◆ 本文抜粋:
野球にかぎらない。歌手でも俳優でもいい。勉強がとりわけ良くできるのでもいい。とにかく世間に評価される子供がその家族から出ると、その子のさらなる活躍に熱中して、両親の冷たい関係が一時良くなったりする。そうなると子どもの方でも一層がんばろうということになるから、ますます一芸に秀でるということになるわけです。『アダルト・チルドレンと家族』p.89
ベンは両親の期待に応えなければならないという宿命を感じ、自らも英雄になろうと目指したのだ。自分が我慢をして頑張れば、いつも厳しい母レイアは喜んでくれるし、その出来事を嬉々として父ハンに報告する。父の関心も少しは自分に向けられる。そうすると喧嘩ばかりの両親の間に、一時的に笑顔が生まれる。
自分が我慢をすればいい…ベンの心のなかに人知れぬダークサイドが芽生えていく。アナキン・スカイウォーカーとは全く違った形の、鬱々とした形のダークサイドだ。
アダルトチルドレンとして成長したベンは、周囲との人間の関わりに息苦しさを感じていた。両親から認められなかったように、周囲からも認められないと怒りを覚えた。
オビ=ワン・ケノービとジェダイ・オーダーという怒りの矛先を持っていたアナキンと違って、ベン・ソロの場合は怒りをぶつける場所がない。虚無への怒り。だからタチが悪い。
他者からの「あるがままの自己の受け入れ」が得られないことに早々と失望してしまうために、アダルト・チルドレンは常に「さびしさ」の痛みを抱え、これが彼らに人生を苦しいもの、生きる価値のないものと感じさせます。
『アダルト・チルドレンと家族』p.102
ここからはもう、負のスパイラルだ。はじめアナキンとは全く事なる形で芽生えた彼のダークサイドは、結局アナキンと似た形で増大することになる。それは、『認められたい』『ありのままの自分を受け入れられたい』という切なる欲求だ。
アダルト・チルドレンの自己愛性は、自分が場の中心に置かれないと、寂しくなってしまったり、怒りが湧いてきてしまったりするところに現れています。

◆ 記録データ:
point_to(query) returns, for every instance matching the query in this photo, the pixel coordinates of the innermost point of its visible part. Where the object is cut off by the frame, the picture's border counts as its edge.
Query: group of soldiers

◆ 取り組む課題:
- 1) 本文のうち、「アダルトチルドレンとして成長」を含む語句で始まり「値のないものと感じさせます。」で終わる部分を、一字も変えずに抜き出して返すこと。
- 2) 本文の内容を二文で要約すること。
答えには本文だけを使うこと。

◆ 解答例:
- 1)
アダルトチルドレンとして成長したベンは、周囲との人間の関わりに息苦しさを感じていた。両親から認められなかったように、周囲からも認められないと怒りを覚えた。
オビ=ワン・ケノービとジェダイ・オーダーという怒りの矛先を持っていたアナキンと違って、ベン・ソロの場合は怒りをぶつける場所がない。虚無への怒り。だからタチが悪い。
他者からの「あるがままの自己の受け入れ」が得られないことに早々と失望してしまうために、アダルト・チルドレンは常に「さびしさ」の痛みを抱え、これが彼らに人生を苦しいもの、生きる価値のないものと感じさせます。

- 2) ベン・ソロは両親の期待に応えようと我慢して頑張るうちに、アナキンとは全く違う鬱々とした形のダークサイドを心に芽生えさせた。アダルトチルドレンとして成長した彼は周囲から認められないことに怒りを覚えたが、その怒りをぶつける場所を持たず、ダークサイドは「ありのままの自分を受け入れられたい」という欲求としてアナキンと似た形で増大していく。